**INSTRUCTIONS FOR THE TASK:** Reproduce the lines from the one holding "Provide the location of every instance of the wispy" to the end of the entries. Include both ends and change nothing.

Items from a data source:
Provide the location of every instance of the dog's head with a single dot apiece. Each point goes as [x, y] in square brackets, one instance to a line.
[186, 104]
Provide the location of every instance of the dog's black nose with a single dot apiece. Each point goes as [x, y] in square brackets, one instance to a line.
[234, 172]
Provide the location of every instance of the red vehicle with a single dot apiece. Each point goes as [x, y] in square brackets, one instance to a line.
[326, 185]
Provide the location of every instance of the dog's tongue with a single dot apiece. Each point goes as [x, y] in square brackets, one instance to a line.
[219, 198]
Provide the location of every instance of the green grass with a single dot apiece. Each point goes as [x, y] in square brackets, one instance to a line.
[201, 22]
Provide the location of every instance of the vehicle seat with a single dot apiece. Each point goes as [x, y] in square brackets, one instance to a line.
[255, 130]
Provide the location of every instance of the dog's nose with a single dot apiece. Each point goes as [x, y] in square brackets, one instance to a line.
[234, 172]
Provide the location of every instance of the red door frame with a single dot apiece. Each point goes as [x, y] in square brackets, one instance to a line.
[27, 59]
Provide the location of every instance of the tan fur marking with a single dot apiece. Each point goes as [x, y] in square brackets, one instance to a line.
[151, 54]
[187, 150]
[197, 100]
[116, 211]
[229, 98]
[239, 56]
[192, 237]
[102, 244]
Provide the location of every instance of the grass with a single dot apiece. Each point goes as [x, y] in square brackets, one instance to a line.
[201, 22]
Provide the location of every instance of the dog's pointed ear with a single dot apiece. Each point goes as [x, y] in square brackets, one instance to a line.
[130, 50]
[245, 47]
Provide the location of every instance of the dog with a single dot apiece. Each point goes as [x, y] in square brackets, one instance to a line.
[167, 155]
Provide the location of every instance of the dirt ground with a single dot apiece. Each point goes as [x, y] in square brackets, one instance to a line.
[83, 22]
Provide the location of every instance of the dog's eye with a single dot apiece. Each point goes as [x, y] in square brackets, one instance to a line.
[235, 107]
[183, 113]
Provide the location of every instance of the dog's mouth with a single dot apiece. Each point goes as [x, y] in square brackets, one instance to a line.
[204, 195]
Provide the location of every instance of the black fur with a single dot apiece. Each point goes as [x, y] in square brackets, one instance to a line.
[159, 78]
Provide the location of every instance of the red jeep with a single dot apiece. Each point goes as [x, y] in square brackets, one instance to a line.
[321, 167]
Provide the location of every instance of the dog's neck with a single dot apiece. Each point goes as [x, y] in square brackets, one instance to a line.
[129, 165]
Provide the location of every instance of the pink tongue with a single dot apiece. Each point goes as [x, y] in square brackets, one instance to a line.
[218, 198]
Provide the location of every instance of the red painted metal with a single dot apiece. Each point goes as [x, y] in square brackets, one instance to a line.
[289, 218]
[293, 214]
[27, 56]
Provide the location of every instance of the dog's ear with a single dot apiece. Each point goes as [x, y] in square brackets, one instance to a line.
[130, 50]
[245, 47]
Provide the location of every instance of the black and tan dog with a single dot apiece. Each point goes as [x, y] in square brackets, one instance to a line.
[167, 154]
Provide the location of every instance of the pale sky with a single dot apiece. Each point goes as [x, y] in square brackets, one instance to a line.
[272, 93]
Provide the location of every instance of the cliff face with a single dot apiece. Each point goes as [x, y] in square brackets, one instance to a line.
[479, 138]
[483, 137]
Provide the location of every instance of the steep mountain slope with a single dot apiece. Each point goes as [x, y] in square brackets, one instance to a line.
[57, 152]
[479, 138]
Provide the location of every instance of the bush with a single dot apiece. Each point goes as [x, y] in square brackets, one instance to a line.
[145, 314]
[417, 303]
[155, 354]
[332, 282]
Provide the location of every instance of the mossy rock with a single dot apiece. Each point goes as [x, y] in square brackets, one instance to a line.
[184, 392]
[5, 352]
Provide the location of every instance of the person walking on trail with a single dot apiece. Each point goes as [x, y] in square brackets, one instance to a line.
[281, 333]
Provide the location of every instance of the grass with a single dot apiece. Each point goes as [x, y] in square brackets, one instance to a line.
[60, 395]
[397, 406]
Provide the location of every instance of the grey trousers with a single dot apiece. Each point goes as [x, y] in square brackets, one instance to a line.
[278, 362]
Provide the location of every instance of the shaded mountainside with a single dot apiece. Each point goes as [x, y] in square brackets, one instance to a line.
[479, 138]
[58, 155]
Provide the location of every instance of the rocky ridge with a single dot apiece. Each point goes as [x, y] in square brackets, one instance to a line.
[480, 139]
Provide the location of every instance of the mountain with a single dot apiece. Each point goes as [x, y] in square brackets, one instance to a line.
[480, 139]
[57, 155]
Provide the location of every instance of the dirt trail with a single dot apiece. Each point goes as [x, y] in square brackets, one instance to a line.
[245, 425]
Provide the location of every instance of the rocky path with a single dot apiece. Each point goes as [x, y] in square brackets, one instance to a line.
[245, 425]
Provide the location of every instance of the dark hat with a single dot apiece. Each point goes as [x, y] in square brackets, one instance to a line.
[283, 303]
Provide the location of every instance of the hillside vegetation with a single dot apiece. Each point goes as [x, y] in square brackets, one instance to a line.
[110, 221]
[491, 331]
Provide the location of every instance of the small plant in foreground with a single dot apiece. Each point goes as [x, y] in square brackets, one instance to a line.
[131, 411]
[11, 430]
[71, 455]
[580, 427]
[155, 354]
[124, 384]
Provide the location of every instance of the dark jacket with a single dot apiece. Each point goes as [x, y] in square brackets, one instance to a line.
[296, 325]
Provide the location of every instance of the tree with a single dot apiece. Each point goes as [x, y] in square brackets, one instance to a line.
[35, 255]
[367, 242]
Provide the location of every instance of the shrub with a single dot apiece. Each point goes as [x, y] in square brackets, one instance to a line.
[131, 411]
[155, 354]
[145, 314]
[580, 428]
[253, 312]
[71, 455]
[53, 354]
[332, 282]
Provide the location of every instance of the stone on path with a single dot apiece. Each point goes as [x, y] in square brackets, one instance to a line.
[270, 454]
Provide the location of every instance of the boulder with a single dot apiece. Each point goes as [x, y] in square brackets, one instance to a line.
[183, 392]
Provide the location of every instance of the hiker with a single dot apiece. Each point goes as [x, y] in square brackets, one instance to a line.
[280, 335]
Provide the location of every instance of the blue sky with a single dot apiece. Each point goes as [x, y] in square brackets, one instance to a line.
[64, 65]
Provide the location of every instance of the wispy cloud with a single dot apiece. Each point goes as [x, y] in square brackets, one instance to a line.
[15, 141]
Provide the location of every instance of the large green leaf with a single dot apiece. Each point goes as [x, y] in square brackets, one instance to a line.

**RESULT OF THIS TASK:**
Provide the location of every instance of the wispy cloud with a single dot apiece. Each point goes as [x, y] in square brackets, one instance to a line.
[15, 141]
Provide the location of every instance of the large green leaf with a single dot apiece. Each point goes as [x, y] in square brackets, one instance to a line.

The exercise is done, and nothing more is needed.